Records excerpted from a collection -
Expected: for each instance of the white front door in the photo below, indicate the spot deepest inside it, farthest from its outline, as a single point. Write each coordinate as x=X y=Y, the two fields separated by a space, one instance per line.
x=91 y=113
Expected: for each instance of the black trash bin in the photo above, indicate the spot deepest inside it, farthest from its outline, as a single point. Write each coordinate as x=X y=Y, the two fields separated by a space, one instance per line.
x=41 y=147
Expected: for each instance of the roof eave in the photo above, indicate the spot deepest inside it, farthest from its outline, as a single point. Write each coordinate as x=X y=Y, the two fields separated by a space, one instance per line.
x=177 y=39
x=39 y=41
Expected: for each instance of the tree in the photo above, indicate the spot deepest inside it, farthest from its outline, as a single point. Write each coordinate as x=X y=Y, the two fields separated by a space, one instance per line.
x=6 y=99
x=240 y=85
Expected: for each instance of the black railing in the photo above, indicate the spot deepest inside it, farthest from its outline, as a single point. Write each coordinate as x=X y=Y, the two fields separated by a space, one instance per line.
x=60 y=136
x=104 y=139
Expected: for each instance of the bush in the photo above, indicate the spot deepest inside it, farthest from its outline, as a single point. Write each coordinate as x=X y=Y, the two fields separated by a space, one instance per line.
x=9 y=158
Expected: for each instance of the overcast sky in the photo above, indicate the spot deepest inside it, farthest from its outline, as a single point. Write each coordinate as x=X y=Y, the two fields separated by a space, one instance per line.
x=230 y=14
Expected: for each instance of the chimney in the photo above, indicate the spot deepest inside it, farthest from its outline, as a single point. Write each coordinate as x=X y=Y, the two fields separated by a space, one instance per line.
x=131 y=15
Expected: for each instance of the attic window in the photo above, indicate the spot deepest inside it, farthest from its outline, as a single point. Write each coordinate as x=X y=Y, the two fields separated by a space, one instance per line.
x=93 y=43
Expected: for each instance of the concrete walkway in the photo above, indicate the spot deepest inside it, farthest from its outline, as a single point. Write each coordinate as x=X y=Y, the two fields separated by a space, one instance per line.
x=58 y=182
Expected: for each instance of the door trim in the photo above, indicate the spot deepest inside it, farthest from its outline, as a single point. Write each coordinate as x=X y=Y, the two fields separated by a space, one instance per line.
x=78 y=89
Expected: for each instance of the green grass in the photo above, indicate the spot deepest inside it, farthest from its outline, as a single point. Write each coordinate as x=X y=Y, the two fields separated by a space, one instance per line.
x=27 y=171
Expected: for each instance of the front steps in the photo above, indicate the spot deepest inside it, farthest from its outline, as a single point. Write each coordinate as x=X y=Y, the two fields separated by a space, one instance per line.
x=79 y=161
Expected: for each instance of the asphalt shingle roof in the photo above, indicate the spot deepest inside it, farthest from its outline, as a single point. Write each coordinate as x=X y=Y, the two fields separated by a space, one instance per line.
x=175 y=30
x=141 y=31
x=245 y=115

What you will do - Go back to the listing above and please repeat it exactly.

Reply to the exercise -
Expected: for each instance of the white front door in the photo below, indicate the spot deepest inside it, farthest from its outline, as a single point. Write each coordinate as x=X y=Y, the two fields separated by a space, one instance per line.
x=91 y=113
Expected: for each instance of the black trash bin in the photo above, indicate the spot deepest inside it, farthest from its outline, as a single point. Write each coordinate as x=X y=Y, the two fields separated by a space, one instance per line.
x=41 y=147
Expected: for each instance of the roof eave in the photo above, indicate the spot deepest inside it, farthest from its outline, as a single point. Write each coordinate as x=X y=Y, the two fields separated by a space, one instance per line.
x=177 y=39
x=39 y=41
Expected: for each instance of the tree in the photo above, indicate the spot deepest inside it, farthest from its outline, as a single point. Write each coordinate as x=X y=Y, the two fields separated by a space, one instance per line.
x=6 y=99
x=240 y=85
Expected: for each instance of the black railing in the photo above, indicate the spot deepest inside it, farthest from its outline, as a single point. Write each coordinate as x=X y=Y, the two fields separated by a space, one instance per line.
x=60 y=136
x=104 y=139
Expected: for each instance of the bush in the photo above, indicate the spot deepest inside it, farthest from its outline, as a single point. Write each coordinate as x=X y=Y, the two fields separated by a space, one instance per line.
x=9 y=158
Expected: for each instance of the overcast sky in the photo above, indicate the spot deepest inside it, farthest from its outline, as a single point. Write each coordinate as x=X y=Y, the two fields separated by a space, one instance per line.
x=230 y=14
Expected: for each instance of the chimney in the photo above, indicate the spot deepest inside it, farthest from its outline, as a single point. Write each coordinate as x=X y=Y, the two fields separated by a space, one instance per line.
x=131 y=15
Expected: for each instance of the attic window in the photo above, indicate the spot deepest inside it, farthest from its outline, as a single point. Write each coordinate as x=X y=Y, the two fields separated by a space, one instance per line.
x=93 y=43
Expected: for each instance of the concrete walkway in the photo above, indicate the spot deepest inside it, farthest from its outline, as a single point. Write each coordinate as x=X y=Y, the two fields separated by a space, one instance per line.
x=58 y=182
Expected: for each instance of the door trim in the photo above, indicate the spot deepest inside it, farthest from its outline, as a single point. Write each coordinate as x=X y=Y, the two fields separated by a space, one instance per line.
x=78 y=89
Expected: for each instance of the green grass in the photo above, indicate the spot deepest inside it, farthest from its outline, as a single point. Write each coordinate as x=X y=Y, the two fields separated by a space, one instance per line.
x=27 y=171
Expected: for each instance of the front steps in the photo above, indicate the spot deepest inside it, farthest from its outline, as a single point. Write each coordinate as x=X y=Y, the two fields separated by a space, one instance per line.
x=79 y=161
Expected: for each instance of the asphalt shingle roof in the photo above, indicate the spot deepest inside it, farthest from its outline, as a single point. Write each coordinate as x=X y=Y, the two fields separated by a space, one instance per line.
x=175 y=30
x=141 y=31
x=245 y=115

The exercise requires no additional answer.